J Cardiovasc Dev Dis. 2021 Jun 7;8(6):67. doi: 10.3390/jcdd8060067.


Both cannabis and amphetamine are the most commonly used illegal substances worldwide and are associated with a number of adverse cardiovascular effects including transient coronary vasospasm. Here, we present the case of a 39-year-old male admitted to our institution with a 6-h history of severe chest pain and ST-segment elevation on the ECG. Coronary angiography on admission showed normal coronary arteries. The patient had a 14-year history of substance abuse, primarily amphetamine and cannabis, and was prescribed lisdexamfetamin (Aduvanz®) for attention deficit hyperactivity disorder (ADHD) for the past 2 years. A cardiac magnetic resonance (CMR) the following day showed widely distributed focal lesions of late gadolinium enhancement in mid- and sub-epicardial myocardium in the anterior, lateral and inferior walls, suggestive of chronic fibrotic lesions. There was no sign of acute myocardial edema. No viral cause was identified during a thorough investigation, including negative SARS-COV-2 and endomyocardial biopsy. Substance-abuse-induced coronary vasospasm leading to ST-segment elevation, myocardial damage with a rise and fall of cardiac TnT, as well as a slightly reduced left ventricular ejection fraction (48%) and regional wall motion abnormalities on echocardiography, was the most likely diagnosis.
···
- WHAT YOU NEED TO DO
Please answer these questions from the case report above:
1. How old was the patient?
2. What did coronary angiography on admission show?
3. What left ventricular ejection fraction did echocardiography show?

- STORED DATA
···
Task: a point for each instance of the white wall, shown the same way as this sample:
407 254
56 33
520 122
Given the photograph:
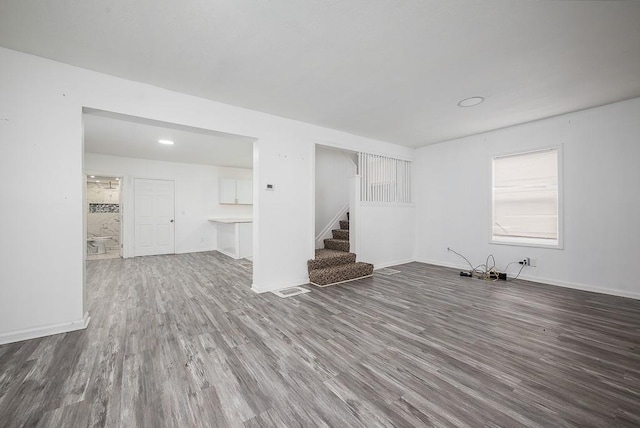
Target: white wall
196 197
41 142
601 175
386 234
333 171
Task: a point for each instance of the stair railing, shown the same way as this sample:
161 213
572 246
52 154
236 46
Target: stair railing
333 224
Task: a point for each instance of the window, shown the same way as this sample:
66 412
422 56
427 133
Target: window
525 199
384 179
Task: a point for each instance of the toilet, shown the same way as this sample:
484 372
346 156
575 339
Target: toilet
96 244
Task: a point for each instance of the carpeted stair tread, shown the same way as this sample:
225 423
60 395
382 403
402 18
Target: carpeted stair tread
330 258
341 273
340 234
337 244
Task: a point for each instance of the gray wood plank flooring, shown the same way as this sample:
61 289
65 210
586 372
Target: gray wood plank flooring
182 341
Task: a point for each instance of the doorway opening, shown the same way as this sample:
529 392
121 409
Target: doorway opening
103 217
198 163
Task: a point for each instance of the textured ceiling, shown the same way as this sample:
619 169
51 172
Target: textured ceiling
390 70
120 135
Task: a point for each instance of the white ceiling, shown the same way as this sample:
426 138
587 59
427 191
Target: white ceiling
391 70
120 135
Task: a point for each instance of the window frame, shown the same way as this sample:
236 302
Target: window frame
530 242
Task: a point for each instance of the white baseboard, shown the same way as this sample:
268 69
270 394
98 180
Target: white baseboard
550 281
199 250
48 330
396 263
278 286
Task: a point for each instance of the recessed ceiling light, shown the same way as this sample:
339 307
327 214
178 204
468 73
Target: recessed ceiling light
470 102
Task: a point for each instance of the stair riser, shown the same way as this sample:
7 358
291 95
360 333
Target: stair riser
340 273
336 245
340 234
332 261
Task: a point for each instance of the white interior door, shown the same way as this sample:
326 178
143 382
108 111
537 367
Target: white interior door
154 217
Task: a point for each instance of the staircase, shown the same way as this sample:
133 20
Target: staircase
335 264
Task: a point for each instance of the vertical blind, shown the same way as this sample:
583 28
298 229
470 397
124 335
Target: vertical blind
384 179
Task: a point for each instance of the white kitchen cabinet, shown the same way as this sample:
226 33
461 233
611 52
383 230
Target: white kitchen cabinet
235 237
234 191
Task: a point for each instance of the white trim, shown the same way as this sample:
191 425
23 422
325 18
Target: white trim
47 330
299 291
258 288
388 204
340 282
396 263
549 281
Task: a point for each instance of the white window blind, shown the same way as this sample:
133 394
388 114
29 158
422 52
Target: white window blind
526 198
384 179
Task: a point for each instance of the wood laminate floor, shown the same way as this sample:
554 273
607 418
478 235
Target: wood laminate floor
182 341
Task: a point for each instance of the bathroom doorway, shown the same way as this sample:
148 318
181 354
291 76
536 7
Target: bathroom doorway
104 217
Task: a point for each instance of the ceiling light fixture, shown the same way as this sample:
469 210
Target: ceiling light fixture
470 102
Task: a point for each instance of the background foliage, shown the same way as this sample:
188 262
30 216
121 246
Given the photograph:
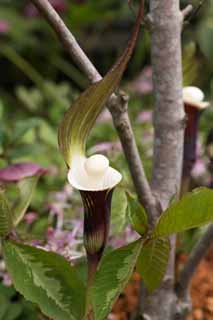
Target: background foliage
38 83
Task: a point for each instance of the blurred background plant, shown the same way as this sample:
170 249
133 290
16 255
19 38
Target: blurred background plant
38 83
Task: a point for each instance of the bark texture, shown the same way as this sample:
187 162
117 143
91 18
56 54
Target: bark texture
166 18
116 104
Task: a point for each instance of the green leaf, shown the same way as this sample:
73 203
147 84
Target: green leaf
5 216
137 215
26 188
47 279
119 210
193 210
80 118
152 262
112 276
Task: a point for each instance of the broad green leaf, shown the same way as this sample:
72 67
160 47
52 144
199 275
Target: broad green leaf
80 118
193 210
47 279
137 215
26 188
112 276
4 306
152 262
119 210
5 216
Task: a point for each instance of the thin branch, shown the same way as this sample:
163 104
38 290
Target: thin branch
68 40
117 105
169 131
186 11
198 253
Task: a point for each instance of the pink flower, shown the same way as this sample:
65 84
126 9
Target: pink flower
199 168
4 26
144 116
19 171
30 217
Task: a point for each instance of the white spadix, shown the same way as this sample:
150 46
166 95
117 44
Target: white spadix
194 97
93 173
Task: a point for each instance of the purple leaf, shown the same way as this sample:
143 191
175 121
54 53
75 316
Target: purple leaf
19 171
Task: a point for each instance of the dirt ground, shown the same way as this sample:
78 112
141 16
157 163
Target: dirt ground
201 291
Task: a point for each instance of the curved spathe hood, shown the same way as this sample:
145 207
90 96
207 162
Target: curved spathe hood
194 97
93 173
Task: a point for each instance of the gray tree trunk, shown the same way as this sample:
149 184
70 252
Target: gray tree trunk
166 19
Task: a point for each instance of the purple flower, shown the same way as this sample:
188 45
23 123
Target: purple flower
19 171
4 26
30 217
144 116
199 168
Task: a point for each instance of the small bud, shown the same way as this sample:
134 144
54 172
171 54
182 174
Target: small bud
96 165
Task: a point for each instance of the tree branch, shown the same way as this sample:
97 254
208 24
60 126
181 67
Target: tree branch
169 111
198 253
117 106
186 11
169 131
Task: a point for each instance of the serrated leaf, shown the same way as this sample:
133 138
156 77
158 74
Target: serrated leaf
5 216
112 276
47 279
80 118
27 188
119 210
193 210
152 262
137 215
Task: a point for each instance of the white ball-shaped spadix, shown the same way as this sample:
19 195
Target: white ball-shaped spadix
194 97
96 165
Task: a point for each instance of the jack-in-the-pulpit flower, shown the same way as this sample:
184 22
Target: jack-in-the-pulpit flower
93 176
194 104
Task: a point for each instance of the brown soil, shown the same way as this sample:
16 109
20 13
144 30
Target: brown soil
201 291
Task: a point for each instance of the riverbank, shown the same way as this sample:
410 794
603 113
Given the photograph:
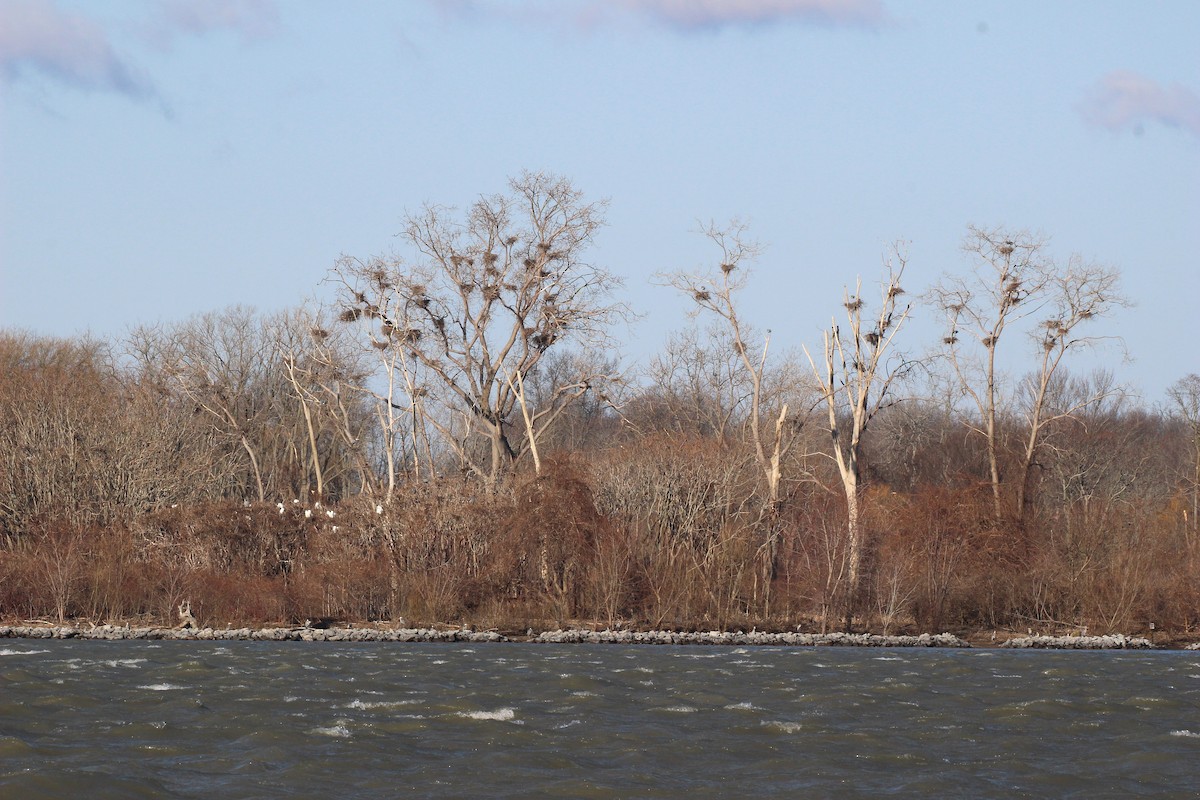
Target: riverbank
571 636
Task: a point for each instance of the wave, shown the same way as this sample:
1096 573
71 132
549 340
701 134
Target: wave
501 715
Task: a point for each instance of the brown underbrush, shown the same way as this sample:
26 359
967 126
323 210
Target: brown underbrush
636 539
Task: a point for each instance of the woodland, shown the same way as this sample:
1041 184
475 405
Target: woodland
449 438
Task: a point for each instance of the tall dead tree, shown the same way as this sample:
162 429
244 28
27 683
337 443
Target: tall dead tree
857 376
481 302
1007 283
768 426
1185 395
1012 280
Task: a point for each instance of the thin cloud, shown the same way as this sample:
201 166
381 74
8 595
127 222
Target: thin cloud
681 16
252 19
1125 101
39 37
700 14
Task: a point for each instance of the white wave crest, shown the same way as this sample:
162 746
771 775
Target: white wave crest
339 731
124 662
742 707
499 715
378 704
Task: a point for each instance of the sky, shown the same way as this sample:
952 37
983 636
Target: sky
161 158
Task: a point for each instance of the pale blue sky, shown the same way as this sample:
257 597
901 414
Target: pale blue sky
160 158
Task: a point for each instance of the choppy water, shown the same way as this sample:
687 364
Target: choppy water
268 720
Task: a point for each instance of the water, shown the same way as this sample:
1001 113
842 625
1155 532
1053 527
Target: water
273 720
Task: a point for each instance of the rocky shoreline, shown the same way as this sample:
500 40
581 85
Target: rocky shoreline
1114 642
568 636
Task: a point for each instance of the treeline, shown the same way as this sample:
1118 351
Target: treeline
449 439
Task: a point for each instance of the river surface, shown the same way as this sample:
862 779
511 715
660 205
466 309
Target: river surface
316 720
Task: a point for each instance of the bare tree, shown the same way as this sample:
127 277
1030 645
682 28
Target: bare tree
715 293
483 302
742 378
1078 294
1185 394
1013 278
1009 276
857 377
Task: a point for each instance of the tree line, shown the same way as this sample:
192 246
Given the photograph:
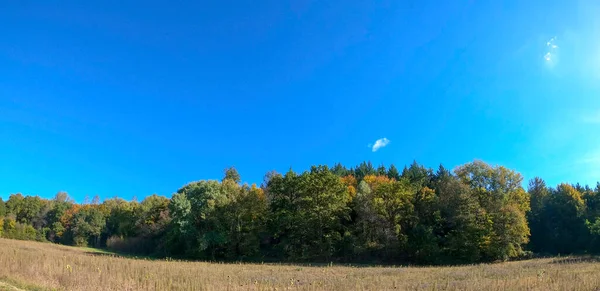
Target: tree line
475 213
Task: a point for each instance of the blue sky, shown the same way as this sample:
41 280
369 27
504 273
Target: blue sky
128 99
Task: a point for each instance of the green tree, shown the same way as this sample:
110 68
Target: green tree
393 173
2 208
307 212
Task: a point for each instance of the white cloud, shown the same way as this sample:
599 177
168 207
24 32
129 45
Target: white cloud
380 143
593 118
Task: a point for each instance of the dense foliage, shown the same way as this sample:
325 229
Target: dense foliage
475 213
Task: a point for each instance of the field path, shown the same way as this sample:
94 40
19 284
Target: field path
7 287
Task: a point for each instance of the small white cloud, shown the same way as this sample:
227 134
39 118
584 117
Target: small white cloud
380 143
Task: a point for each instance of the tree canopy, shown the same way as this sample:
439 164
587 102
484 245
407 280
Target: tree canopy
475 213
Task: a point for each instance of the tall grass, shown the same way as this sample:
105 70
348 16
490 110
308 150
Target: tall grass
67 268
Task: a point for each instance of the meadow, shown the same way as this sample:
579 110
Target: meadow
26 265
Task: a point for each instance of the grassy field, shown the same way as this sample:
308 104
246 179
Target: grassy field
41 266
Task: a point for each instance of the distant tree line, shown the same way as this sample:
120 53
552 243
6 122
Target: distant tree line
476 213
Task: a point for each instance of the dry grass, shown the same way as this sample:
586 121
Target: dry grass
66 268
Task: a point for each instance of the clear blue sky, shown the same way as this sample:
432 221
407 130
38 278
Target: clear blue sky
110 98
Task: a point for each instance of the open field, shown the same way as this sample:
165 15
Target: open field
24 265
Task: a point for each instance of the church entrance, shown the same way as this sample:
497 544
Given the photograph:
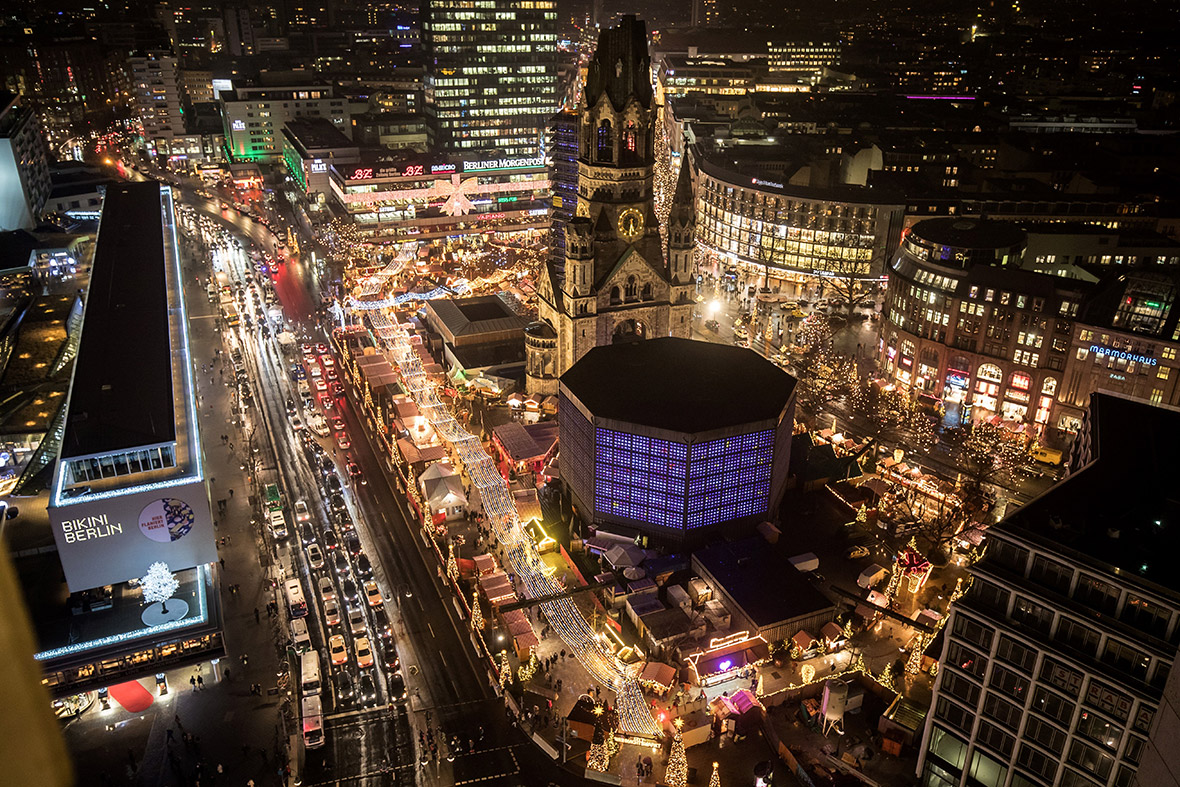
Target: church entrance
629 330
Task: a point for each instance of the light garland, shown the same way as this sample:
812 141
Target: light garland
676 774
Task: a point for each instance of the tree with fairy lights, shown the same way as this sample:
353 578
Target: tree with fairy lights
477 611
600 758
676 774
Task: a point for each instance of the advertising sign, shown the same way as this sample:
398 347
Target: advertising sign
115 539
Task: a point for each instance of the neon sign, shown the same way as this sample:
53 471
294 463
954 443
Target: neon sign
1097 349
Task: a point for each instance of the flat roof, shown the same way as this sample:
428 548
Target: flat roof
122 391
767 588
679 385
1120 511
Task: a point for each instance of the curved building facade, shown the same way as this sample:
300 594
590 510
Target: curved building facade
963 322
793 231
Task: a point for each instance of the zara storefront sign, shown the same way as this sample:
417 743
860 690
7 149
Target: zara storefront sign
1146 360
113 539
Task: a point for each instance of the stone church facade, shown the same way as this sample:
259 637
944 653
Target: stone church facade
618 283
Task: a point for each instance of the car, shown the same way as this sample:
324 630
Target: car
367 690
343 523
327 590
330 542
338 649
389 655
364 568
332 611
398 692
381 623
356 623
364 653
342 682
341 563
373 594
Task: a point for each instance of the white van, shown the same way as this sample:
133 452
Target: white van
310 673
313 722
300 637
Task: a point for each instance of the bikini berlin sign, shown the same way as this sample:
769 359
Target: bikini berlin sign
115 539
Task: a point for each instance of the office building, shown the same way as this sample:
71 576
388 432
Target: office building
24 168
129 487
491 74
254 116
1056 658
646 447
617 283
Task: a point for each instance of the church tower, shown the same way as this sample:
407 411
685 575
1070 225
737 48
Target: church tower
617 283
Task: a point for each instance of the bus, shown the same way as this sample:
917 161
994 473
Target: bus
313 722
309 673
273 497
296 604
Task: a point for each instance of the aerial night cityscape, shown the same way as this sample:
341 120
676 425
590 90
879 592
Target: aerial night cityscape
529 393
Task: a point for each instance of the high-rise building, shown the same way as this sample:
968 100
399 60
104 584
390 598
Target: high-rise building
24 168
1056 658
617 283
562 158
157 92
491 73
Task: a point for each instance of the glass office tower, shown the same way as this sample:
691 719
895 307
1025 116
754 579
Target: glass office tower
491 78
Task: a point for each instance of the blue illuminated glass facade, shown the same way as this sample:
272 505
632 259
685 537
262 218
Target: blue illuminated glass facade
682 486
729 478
···
- ANSWER BOX
1. 39 years old
2. Normal coronary arteries
3. 48%